_PROBLEMS_.
(a) Repeat word for word the passage of the mailing list thread starting with "Potential race in" and going on through "list_add_tail(unused)".
(b) In the mailing list thread, how far away is Arun Sharma's next window to try a new kernel on a large enough sample?
[Start SOURCE DOCUMENT]
You dont get the problem. Problem is : We can do the empty() test only
if protected by the lock.

If not locked, result can be wrong. [ false positive or negative ]


> > list_del_init(&p->unused); (done under lock of course) is safe, you can
> > call it twice, no problem.
>
> Doing it twice is not a problem. But doing it when we shouldn't be doing
> it could be the problem.
>
> The list modification under unused_peers.lock looks generally safe. But
> the control flow (based on refcnt) done outside the lock might have races.
>

"might" is not a good word when dealing with this ;)

> Eg: inet_putpeer() might find the refcnt go to zero, but before it adds
> it to the unused list, another thread may be doing inet_getpeer() and
> set refcnt to 1. In the end, we end up with a node that's potentially in
> use, but ends up on the unused list.
>

Did you test my fix ?

Its doing the right thing : Using refcnt as the only marker to say if
the item must be removed from unused list (and lock the central lock
protecting this list only when needed)

Since we already must do an atomic operation on refcnt, using
atomic_inc_return [ or similar full barrier op ] is enough to tell us
the truth.


2011-05-26 21:47:52

by Arun Sharma

[permalink] [raw]
Subject: Re: Kernel crash after using new Intel NIC (igb)

On 5/26/11 12:47 PM, Eric Dumazet wrote:

> You dont get the problem. Problem is : We can do the empty() test only
> if protected by the lock.
>
> If not locked, result can be wrong. [ false positive or negative ]
>


Agreed. Failing to unlink from unused list when we should have sounds wrong.

>> The list modification under unused_peers.lock looks generally safe. But
>> the control flow (based on refcnt) done outside the lock might have races.
>>
>
> "might" is not a good word when dealing with this ;)

Potential race in the current code:

initial refcnt = 1

T1: T2

atomic_dec_and_lock(refcnt)
// refcnt == 0

atomic_add_unless(refcnt)
unlink_from_unused()

list_add_tail(unused)
// T2 using "unused" entry


> Did you test my fix ?

I could try it on one or two machines - but it won't tell us anything
for weeks if not months. Unfortunately my next window to try a new
kernel on a large enough sample is several months away.

>
> Its doing the right thing : Using refcnt as the only marker to say if
> the item must be removed from unused list (and lock the central lock
> protecting this list only when needed)
[End SOURCE DOCUMENT]
[Start RECORDED INFORMATION]
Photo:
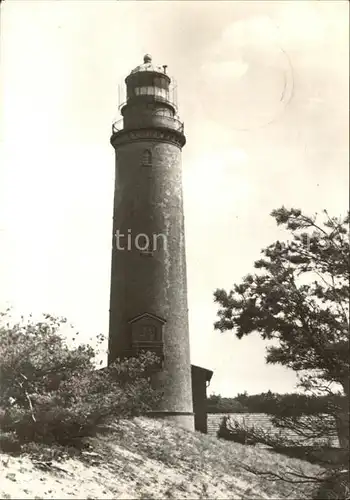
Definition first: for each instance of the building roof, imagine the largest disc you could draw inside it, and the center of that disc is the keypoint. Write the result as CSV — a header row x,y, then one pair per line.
x,y
208,373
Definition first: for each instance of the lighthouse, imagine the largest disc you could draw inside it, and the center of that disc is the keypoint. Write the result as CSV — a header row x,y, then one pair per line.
x,y
148,296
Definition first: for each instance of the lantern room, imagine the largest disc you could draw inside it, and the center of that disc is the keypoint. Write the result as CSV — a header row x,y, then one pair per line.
x,y
149,84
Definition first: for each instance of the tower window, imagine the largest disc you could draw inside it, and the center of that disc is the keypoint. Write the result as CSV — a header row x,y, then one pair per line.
x,y
147,158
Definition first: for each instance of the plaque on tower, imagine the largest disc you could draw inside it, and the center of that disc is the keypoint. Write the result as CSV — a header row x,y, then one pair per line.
x,y
147,335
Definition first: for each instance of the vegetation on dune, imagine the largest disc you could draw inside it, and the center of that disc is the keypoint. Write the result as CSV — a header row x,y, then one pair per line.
x,y
52,393
299,298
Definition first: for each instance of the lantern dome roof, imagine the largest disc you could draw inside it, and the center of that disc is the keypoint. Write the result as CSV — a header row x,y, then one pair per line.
x,y
148,66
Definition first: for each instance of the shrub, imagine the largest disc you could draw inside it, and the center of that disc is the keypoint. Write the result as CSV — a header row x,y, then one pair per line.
x,y
52,393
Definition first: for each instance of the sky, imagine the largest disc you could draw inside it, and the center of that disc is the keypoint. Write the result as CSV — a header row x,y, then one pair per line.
x,y
263,92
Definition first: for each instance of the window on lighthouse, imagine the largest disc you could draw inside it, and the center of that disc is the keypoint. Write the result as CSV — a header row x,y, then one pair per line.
x,y
147,158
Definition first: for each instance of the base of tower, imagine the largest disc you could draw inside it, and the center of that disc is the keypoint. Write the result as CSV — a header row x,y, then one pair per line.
x,y
181,418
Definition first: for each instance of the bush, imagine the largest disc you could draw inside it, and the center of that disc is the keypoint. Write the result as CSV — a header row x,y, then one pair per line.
x,y
51,393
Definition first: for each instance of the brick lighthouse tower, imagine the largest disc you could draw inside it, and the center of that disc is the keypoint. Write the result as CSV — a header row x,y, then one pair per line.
x,y
148,300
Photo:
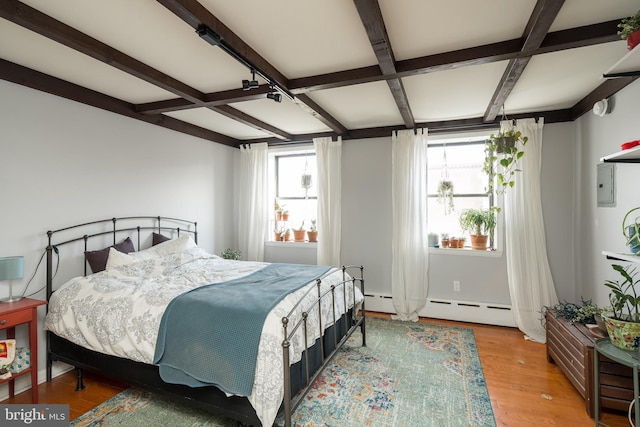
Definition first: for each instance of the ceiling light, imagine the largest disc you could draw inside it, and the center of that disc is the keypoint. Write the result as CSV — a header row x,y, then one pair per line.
x,y
248,85
209,35
275,96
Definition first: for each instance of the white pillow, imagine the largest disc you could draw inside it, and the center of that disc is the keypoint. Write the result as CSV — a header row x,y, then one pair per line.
x,y
173,246
117,258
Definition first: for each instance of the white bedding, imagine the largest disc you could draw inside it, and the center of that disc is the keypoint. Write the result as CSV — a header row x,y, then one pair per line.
x,y
118,311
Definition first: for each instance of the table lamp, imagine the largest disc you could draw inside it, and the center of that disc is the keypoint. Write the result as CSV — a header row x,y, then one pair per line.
x,y
11,268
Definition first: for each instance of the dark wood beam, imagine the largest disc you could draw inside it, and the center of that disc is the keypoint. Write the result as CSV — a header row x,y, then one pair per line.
x,y
43,82
373,22
544,13
38,22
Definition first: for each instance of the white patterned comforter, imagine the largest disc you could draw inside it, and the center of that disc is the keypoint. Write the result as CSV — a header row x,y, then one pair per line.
x,y
118,312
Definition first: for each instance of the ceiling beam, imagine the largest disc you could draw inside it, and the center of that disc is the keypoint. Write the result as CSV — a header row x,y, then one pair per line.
x,y
43,82
373,22
544,13
194,14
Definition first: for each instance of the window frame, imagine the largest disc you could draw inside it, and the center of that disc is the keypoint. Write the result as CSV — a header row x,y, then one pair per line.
x,y
495,243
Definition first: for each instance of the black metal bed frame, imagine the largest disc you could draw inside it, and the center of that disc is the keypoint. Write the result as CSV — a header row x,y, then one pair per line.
x,y
298,379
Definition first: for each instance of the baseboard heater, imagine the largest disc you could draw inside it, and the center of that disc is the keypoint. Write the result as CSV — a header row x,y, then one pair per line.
x,y
462,311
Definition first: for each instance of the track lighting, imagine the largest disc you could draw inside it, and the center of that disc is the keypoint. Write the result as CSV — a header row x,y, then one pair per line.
x,y
275,96
248,85
209,35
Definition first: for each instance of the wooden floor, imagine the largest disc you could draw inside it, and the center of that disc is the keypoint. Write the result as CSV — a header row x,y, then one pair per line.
x,y
516,371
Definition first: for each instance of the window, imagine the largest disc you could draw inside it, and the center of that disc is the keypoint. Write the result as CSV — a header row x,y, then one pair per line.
x,y
294,189
460,162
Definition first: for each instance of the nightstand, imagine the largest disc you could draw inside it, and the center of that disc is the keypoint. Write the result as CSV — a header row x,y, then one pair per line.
x,y
12,314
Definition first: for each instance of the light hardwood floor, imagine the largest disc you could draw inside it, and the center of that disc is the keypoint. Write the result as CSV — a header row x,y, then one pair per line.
x,y
517,373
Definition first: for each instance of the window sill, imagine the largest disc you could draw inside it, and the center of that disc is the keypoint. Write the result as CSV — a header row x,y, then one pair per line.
x,y
290,243
465,252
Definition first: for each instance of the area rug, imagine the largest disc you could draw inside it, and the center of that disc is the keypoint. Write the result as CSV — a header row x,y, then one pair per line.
x,y
410,374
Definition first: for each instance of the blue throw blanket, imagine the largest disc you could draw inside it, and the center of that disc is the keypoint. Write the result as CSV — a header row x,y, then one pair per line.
x,y
210,335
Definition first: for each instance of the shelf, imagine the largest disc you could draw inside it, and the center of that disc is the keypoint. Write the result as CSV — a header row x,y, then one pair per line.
x,y
621,257
628,65
631,155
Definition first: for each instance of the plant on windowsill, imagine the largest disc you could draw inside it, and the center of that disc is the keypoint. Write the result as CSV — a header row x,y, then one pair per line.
x,y
630,30
299,234
503,151
623,323
231,254
312,233
480,224
445,195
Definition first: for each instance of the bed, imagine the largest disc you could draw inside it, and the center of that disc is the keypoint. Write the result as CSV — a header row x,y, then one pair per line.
x,y
167,317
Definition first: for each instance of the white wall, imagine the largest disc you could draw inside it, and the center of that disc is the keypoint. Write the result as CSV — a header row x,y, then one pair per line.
x,y
599,229
63,163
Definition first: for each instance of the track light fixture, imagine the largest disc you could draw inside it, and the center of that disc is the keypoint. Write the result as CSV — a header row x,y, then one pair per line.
x,y
274,94
209,35
248,85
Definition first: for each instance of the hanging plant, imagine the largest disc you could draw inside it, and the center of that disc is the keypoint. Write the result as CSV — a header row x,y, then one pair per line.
x,y
505,150
445,195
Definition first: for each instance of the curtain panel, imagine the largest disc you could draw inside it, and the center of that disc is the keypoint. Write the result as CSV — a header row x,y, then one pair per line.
x,y
530,282
410,252
252,200
329,162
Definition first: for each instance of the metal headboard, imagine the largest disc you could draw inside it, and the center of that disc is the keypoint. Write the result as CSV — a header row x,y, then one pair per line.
x,y
151,223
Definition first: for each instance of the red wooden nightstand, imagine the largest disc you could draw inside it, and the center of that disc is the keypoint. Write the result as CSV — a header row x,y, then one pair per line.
x,y
17,313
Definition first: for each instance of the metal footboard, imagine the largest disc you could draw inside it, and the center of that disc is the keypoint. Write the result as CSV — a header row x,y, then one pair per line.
x,y
351,319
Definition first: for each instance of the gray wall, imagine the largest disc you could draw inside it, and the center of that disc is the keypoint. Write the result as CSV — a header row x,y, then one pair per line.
x,y
599,229
366,219
63,163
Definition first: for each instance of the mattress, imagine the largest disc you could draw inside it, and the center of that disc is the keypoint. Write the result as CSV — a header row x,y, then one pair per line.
x,y
118,311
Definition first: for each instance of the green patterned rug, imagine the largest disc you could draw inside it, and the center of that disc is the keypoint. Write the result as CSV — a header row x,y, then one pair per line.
x,y
410,374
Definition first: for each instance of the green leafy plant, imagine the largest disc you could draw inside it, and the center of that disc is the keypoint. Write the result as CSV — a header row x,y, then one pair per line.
x,y
445,195
629,25
584,312
503,151
623,296
231,254
478,221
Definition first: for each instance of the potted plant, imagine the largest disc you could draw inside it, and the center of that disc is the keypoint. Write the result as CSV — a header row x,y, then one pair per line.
x,y
445,195
479,223
623,323
231,254
630,30
505,150
299,234
312,233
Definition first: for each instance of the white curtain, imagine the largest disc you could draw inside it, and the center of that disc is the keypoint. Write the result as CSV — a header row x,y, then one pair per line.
x,y
329,161
530,282
253,203
410,253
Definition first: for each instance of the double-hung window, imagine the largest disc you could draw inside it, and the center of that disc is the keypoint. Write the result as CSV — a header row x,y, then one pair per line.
x,y
456,182
294,191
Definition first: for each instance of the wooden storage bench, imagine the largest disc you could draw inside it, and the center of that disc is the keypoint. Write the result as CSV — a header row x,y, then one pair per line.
x,y
570,346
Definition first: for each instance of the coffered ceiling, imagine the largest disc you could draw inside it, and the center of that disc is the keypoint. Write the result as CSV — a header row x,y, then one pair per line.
x,y
354,68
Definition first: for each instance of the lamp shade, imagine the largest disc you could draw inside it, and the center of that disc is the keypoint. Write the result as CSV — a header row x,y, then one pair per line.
x,y
11,267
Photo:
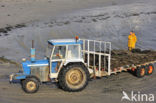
[End RECORDED INFORMATION]
_WORKED ANSWERS_.
(a)
Potential race in the current code:

initial refcnt = 1

T1: T2

atomic_dec_and_lock(refcnt)
// refcnt == 0

atomic_add_unless(refcnt)
unlink_from_unused()

list_add_tail(unused)

(b) It is several months away.